» DATASET RECORDS
-----
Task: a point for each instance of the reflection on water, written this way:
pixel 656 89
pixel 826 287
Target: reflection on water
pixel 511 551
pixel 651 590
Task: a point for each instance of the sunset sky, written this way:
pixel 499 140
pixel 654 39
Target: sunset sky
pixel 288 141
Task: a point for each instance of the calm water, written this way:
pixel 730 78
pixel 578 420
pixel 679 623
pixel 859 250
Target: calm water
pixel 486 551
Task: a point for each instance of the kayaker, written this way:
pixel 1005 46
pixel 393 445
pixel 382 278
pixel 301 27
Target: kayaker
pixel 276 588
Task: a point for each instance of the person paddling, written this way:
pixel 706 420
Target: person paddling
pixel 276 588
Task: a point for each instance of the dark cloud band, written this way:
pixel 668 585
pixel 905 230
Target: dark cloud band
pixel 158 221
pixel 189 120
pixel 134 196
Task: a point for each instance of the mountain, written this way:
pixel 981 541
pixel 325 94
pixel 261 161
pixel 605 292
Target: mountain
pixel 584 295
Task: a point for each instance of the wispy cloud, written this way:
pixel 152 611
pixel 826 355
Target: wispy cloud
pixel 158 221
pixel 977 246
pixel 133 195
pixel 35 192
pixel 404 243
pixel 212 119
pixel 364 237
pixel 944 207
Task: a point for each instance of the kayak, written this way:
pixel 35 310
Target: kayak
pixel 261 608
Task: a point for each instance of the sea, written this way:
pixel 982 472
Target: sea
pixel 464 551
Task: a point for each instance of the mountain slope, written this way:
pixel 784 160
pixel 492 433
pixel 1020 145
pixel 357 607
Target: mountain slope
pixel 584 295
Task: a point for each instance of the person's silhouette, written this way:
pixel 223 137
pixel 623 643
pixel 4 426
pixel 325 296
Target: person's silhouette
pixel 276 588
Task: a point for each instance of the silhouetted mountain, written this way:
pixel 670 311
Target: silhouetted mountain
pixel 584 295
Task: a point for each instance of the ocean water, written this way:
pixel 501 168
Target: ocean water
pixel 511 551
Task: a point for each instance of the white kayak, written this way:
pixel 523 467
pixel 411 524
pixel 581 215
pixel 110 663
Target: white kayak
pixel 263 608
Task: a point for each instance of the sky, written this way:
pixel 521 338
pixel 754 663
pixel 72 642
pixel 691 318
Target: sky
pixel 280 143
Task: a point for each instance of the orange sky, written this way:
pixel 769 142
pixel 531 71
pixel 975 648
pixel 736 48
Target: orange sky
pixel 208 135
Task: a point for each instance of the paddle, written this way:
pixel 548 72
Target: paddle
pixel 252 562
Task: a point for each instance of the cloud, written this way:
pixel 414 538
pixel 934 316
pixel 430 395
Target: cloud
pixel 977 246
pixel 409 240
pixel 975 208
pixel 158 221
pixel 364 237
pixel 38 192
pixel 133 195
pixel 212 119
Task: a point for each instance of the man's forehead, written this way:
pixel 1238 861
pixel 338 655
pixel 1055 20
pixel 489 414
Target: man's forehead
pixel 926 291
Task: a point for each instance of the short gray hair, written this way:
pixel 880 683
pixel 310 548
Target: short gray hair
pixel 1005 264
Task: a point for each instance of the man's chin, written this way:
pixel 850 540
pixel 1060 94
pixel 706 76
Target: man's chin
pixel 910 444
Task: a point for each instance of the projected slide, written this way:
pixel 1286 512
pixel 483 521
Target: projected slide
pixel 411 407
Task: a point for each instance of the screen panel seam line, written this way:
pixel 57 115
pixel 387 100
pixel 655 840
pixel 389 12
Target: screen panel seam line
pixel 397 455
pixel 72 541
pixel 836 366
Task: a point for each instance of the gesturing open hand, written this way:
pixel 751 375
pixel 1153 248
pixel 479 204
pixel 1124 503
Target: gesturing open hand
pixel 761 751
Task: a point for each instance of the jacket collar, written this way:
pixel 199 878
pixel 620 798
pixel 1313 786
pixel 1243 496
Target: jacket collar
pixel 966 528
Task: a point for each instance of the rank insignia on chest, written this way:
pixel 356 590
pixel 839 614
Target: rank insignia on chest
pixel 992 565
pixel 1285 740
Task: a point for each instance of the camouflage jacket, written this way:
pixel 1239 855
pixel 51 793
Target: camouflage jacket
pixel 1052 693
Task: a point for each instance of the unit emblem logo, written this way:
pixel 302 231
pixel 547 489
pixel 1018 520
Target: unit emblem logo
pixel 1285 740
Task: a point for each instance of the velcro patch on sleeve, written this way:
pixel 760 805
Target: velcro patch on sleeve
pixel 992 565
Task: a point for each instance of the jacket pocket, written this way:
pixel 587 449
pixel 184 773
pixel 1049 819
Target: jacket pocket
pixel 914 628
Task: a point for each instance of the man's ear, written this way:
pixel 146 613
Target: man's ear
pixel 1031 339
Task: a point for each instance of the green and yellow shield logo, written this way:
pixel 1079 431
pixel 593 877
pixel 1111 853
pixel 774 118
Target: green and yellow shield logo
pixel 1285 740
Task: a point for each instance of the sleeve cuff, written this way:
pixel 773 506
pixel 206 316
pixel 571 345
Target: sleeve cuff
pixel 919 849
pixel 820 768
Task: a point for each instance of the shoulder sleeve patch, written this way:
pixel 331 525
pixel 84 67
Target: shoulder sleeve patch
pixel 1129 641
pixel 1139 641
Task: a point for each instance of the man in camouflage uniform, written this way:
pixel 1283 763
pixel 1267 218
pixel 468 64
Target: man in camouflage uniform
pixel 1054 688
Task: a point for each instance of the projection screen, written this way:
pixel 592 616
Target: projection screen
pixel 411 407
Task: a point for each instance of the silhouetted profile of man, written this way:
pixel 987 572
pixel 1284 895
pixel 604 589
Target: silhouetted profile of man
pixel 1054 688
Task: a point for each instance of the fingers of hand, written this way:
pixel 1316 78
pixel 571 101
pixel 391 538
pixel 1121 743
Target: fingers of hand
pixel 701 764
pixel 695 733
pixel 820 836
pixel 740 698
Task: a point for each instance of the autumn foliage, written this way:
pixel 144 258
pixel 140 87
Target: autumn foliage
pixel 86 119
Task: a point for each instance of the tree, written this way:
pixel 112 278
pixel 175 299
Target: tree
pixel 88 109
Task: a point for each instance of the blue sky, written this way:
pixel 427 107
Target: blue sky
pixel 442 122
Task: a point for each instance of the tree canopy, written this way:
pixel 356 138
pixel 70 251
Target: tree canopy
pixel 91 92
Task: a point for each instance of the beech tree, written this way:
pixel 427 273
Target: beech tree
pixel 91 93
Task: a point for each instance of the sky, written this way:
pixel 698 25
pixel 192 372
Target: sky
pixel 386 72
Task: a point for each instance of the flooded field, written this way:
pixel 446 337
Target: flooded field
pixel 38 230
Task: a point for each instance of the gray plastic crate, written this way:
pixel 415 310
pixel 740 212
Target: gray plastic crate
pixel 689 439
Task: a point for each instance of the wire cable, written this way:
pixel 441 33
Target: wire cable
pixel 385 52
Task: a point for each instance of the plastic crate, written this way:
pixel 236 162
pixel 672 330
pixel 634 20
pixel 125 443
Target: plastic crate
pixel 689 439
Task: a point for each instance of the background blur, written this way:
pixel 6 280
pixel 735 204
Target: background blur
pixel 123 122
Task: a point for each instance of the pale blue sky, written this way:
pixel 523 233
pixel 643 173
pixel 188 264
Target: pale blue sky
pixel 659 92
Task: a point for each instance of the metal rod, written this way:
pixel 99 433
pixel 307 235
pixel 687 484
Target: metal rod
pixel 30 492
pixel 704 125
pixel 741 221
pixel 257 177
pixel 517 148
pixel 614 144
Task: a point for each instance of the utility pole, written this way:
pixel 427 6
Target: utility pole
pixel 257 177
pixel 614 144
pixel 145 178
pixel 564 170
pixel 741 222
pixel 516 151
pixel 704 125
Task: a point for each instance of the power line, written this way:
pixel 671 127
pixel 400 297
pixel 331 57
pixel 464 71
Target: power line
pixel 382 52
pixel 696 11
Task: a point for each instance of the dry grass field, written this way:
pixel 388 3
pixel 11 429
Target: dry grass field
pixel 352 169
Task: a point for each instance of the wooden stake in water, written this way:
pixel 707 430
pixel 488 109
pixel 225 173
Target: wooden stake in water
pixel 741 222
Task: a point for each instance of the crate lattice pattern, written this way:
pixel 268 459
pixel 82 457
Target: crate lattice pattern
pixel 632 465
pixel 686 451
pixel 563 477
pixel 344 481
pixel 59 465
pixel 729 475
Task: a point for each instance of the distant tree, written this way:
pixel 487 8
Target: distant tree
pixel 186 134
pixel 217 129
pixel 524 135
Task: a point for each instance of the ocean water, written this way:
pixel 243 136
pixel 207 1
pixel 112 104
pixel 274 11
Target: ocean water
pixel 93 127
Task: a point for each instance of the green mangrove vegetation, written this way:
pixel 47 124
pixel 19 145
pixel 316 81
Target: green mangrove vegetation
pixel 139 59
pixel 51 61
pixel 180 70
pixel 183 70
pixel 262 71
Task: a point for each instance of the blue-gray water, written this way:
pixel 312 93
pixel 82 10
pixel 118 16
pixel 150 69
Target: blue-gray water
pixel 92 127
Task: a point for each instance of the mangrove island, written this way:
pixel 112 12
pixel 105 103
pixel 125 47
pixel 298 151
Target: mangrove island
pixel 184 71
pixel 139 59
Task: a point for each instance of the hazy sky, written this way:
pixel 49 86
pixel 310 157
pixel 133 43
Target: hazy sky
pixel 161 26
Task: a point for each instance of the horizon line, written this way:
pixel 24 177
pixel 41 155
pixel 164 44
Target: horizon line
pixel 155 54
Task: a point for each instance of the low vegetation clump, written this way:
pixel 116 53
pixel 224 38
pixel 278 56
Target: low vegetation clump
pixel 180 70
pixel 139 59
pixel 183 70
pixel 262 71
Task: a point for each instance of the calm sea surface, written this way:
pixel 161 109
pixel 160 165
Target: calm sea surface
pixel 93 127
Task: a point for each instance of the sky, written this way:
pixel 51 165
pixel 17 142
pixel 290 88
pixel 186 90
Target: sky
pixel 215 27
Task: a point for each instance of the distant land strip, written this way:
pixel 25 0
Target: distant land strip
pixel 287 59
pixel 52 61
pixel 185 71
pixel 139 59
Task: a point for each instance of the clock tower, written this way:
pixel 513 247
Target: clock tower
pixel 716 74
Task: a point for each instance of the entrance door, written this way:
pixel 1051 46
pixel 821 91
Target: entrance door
-----
» WHAT YOU NEED TO DO
Transcribe exactly, and only, the lines from the one bearing "Task: a point for each instance of the green mangrove" through the last line of the entries, counting both.

» RESPONSE FOR THIS EXERCISE
Task: a point for each instance of the green mangrove vegetation, written this way:
pixel 47 124
pixel 19 145
pixel 316 81
Target: green mangrove vegetation
pixel 139 59
pixel 51 61
pixel 180 70
pixel 183 70
pixel 262 71
Task: a point for each instance of the blue-gray water, written this way:
pixel 312 93
pixel 82 10
pixel 118 16
pixel 150 69
Target: blue-gray water
pixel 92 127
Task: a point for each instance of the mangrove island, written this way:
pixel 112 12
pixel 105 103
pixel 125 47
pixel 298 151
Target: mangrove island
pixel 184 71
pixel 139 59
Task: a point for each instance of the hazy sky, written this way:
pixel 49 86
pixel 310 157
pixel 133 43
Target: hazy sky
pixel 161 26
Task: a point for each instance of the horizon line, written this way:
pixel 24 177
pixel 41 155
pixel 164 44
Target: horizon line
pixel 155 54
Task: a point for each instance of the low vegetation clump, written this way:
pixel 116 53
pixel 224 38
pixel 278 56
Target: low vegetation clump
pixel 180 70
pixel 139 59
pixel 183 70
pixel 262 71
Task: a point for each instance of the calm sea surface, written this way:
pixel 161 109
pixel 160 165
Target: calm sea surface
pixel 93 127
Task: a point for each instance of the sky, written this way:
pixel 51 165
pixel 17 142
pixel 290 88
pixel 186 90
Target: sky
pixel 215 27
Task: a point for each instance of the distant land strip, written this way:
pixel 25 0
Target: distant land strip
pixel 287 59
pixel 52 61
pixel 185 71
pixel 139 59
Task: a point for each instance of the clock tower, written this way:
pixel 513 247
Target: clock tower
pixel 716 74
Task: a point for each instance of the entrance door, written this way:
pixel 1051 46
pixel 821 91
Target: entrance door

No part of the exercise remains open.